Lines of data:

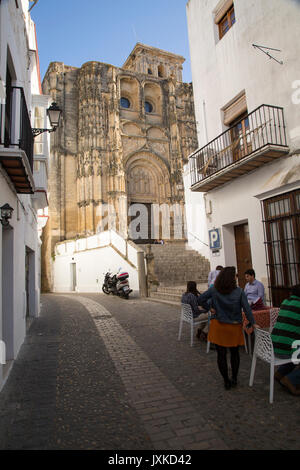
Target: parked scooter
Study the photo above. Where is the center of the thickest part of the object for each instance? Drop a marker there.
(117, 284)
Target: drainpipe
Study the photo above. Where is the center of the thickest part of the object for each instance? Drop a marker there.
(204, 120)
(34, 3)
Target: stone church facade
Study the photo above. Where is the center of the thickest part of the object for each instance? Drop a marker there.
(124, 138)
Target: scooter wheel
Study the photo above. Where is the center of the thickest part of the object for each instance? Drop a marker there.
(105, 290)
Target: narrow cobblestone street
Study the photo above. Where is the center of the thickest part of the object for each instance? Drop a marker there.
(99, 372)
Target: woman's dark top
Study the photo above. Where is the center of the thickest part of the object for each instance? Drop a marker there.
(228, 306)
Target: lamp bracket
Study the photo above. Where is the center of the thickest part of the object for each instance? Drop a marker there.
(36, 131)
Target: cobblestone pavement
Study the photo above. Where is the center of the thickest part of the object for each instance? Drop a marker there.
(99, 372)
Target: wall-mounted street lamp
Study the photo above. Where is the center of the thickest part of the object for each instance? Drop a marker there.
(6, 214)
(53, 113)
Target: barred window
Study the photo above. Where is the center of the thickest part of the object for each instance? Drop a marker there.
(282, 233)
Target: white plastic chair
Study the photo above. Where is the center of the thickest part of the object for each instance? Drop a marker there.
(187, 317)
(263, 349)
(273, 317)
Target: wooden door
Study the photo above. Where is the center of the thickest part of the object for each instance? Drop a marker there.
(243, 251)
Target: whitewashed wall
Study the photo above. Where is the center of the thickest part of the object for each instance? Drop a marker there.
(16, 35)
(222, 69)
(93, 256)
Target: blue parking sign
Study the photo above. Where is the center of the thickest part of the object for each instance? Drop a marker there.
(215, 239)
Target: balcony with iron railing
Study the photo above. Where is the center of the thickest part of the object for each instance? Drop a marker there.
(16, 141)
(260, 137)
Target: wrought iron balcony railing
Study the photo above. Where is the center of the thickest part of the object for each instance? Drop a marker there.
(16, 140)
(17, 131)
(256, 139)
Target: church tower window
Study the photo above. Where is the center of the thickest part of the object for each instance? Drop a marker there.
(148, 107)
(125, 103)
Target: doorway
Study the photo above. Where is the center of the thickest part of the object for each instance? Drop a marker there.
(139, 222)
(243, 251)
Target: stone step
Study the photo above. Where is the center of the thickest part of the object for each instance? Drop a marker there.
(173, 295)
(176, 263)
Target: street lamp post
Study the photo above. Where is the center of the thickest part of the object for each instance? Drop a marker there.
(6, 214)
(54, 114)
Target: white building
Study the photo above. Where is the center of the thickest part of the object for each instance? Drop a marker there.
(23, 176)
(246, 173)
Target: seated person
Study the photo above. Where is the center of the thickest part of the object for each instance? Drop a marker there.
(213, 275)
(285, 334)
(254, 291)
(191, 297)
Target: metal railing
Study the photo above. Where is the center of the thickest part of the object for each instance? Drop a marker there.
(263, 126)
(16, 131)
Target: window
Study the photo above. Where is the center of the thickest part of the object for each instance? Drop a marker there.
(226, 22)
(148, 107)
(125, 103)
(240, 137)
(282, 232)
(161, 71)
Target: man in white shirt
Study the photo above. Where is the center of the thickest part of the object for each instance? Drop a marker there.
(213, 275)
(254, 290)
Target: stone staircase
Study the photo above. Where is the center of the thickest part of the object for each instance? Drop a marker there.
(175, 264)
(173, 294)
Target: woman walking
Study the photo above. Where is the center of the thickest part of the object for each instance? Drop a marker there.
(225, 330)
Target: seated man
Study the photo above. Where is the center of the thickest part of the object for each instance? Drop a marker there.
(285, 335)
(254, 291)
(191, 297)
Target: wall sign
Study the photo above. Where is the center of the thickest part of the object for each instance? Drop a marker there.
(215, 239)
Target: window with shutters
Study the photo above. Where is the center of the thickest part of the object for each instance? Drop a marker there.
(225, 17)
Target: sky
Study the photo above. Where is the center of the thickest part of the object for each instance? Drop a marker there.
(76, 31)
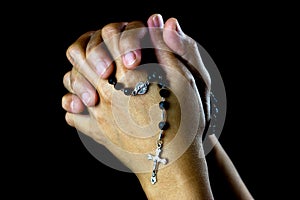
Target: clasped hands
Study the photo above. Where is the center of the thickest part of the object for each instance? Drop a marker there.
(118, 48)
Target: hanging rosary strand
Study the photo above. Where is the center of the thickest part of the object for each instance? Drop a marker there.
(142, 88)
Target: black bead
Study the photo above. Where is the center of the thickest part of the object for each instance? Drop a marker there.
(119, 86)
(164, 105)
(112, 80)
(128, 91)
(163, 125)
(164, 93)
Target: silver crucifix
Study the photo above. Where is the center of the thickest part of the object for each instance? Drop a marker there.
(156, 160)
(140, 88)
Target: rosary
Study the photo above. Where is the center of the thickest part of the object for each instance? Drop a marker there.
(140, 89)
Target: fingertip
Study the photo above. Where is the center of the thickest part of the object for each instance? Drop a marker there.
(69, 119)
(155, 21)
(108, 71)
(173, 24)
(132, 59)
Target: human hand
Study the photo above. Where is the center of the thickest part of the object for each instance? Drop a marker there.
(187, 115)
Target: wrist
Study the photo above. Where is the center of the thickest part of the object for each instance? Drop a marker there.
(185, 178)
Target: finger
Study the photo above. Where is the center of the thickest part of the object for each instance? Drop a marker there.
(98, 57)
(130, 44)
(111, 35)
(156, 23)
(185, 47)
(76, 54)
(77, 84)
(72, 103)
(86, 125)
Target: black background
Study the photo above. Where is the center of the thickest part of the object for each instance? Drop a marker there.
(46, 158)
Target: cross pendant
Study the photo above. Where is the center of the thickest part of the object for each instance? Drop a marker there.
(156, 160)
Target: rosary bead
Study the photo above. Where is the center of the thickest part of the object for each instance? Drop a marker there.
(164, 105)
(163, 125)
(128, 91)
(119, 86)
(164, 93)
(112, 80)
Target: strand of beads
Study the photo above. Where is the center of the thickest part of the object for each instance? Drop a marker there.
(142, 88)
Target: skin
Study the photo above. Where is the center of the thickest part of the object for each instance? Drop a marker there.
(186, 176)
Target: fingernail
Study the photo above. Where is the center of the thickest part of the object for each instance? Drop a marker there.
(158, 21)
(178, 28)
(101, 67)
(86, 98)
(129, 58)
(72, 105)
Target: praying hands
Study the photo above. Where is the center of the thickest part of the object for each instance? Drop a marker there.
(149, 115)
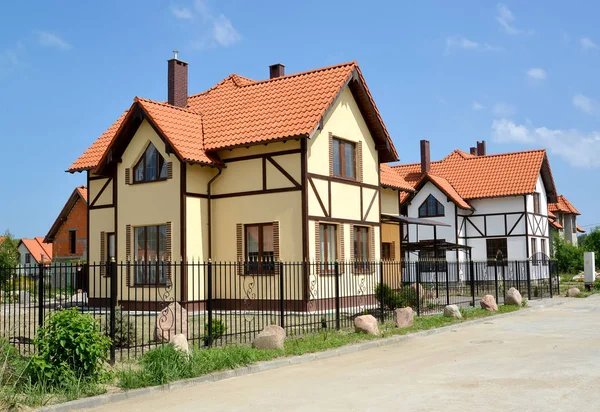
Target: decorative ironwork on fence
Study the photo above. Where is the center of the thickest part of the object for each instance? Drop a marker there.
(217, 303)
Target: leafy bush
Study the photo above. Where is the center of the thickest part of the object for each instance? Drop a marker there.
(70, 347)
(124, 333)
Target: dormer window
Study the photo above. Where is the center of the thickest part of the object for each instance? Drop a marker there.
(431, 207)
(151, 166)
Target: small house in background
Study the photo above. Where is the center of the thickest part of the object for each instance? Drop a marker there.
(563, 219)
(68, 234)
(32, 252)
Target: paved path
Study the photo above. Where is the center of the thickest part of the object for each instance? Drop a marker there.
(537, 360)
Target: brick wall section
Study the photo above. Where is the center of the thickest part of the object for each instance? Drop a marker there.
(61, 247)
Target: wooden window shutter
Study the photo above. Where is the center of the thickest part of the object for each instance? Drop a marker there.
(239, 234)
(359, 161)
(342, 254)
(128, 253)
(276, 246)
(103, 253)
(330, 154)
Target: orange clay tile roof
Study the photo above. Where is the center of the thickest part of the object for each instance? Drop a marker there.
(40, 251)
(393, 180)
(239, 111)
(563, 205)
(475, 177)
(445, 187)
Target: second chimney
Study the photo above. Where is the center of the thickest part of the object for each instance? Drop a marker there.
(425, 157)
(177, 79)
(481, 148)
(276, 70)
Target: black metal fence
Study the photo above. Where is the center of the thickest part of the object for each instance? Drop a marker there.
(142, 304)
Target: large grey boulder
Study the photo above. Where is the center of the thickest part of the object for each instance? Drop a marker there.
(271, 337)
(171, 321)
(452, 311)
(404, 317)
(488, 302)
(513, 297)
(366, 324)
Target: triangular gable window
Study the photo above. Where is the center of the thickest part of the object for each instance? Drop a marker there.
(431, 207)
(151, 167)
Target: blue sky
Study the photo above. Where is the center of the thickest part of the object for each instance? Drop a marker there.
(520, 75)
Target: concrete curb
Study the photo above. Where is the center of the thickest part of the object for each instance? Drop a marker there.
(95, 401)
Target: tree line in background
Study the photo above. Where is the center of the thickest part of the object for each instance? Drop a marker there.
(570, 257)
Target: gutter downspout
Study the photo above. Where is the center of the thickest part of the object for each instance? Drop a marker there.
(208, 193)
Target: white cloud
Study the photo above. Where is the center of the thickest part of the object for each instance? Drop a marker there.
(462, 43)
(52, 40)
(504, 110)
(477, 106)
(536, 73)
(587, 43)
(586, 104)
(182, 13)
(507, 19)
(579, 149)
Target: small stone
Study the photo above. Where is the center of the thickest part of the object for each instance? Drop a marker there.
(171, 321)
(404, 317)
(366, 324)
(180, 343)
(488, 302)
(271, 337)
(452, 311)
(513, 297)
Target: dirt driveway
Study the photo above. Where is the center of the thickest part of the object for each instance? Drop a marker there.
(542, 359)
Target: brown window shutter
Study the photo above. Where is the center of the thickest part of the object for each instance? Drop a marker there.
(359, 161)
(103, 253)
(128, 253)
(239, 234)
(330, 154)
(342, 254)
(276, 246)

**Work to do**
Quote the lines of the listing above that run from the line with "Target: black metal fence" through its last line, both included, and nothing else.

**Exercise solution**
Target: black metal fence
Study the photo above. Where is the center of the thickest part of the object for each instance? Drop a marker there.
(142, 304)
Target: large grey boulder
Study the photo above. Where is the center of the thickest part of the object for each instance? Drop a marker there.
(271, 337)
(171, 321)
(452, 311)
(404, 317)
(488, 302)
(513, 297)
(366, 324)
Target: triangular gable window
Study the photo above. Where is the center of the thickest part of the object for each instance? Drop a marker there.
(431, 207)
(151, 167)
Target: blue sky
Study the photo above. Where is the center of the thickest part of the object for each instance? Drop a marker there.
(520, 75)
Target: concrete curb
Study the photo above. Where is the center of the thickest part of the object for each instance? Drop a marker there.
(95, 401)
Target: tree line in background
Study the photo above. Where is the center of the thickest part of the object for each instance? Drop a marker there.
(570, 257)
Target: gutter downspout
Study the photo above. Where is the center of the thickest part of the object for each instance? Drop a marker there.
(208, 193)
Target: white cloud
Study the photo above. Where is the center of the thickest part of the object for each instance? Drop a marker there.
(462, 43)
(52, 40)
(504, 110)
(477, 106)
(536, 73)
(587, 43)
(586, 104)
(182, 13)
(507, 19)
(579, 149)
Target: small stone
Study the photo above. Where is the center of the thickest part of the object for each instance? Drop a marker there.
(171, 321)
(404, 317)
(366, 324)
(180, 343)
(488, 302)
(271, 337)
(452, 311)
(513, 297)
Target: dirt driveway
Study the photo above. Where is the center of the thickest part of the object for each instance? Drop a marker there.
(542, 359)
Target: brown window shutter
Study the photo above. Where is the center of the thickest part of the object for each instance? Drop a marker there.
(359, 161)
(103, 253)
(128, 253)
(239, 234)
(330, 154)
(342, 254)
(276, 246)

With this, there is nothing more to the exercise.